*** Opening of SUPPLIED RECORDS ***

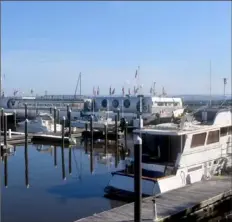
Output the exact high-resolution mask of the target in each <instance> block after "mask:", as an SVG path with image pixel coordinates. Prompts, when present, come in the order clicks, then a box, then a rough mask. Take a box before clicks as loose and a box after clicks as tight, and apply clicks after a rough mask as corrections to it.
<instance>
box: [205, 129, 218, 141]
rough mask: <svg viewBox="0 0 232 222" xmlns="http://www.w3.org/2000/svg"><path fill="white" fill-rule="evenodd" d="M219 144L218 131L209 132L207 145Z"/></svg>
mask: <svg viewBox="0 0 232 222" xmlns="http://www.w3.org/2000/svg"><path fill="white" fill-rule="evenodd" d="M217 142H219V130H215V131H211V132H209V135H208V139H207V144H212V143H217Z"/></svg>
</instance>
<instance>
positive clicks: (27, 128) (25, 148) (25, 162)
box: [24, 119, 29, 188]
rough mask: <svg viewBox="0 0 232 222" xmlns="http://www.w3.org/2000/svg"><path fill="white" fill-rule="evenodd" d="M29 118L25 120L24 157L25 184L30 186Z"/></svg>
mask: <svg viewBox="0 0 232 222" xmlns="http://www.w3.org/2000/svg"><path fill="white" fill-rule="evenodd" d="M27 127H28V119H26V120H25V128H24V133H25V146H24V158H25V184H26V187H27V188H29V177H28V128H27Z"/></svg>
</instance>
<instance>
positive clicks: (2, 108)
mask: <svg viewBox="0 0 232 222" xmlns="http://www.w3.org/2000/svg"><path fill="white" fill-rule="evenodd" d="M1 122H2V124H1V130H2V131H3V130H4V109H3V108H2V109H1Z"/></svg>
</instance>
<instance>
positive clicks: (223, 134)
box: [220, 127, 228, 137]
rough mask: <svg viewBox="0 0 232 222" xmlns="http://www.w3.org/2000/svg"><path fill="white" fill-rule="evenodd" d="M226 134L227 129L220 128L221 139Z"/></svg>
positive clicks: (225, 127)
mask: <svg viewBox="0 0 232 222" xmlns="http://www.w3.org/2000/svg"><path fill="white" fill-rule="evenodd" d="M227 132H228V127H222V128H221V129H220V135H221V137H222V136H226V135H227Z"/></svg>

*** Close of SUPPLIED RECORDS ***

— WHAT IS REQUIRED —
Write out exactly the lines that fall from the line with "118L25 120L24 157L25" to the line with "134L227 129L220 128L221" in the records above, keeping both ends.

— ANSWER SPACE —
rough mask: <svg viewBox="0 0 232 222" xmlns="http://www.w3.org/2000/svg"><path fill="white" fill-rule="evenodd" d="M29 118L25 120L24 157L25 184L30 186Z"/></svg>
mask: <svg viewBox="0 0 232 222" xmlns="http://www.w3.org/2000/svg"><path fill="white" fill-rule="evenodd" d="M27 127H28V119H26V120H25V128H24V133H25V146H24V158H25V184H26V187H27V188H29V177H28V128H27Z"/></svg>
</instance>
<instance>
positive clicks: (2, 108)
mask: <svg viewBox="0 0 232 222" xmlns="http://www.w3.org/2000/svg"><path fill="white" fill-rule="evenodd" d="M1 122H2V124H1V130H2V131H3V130H4V109H3V108H2V109H1Z"/></svg>
</instance>
<instance>
positive clicks: (223, 134)
box: [220, 127, 228, 137]
rough mask: <svg viewBox="0 0 232 222" xmlns="http://www.w3.org/2000/svg"><path fill="white" fill-rule="evenodd" d="M226 134L227 129L220 128L221 139Z"/></svg>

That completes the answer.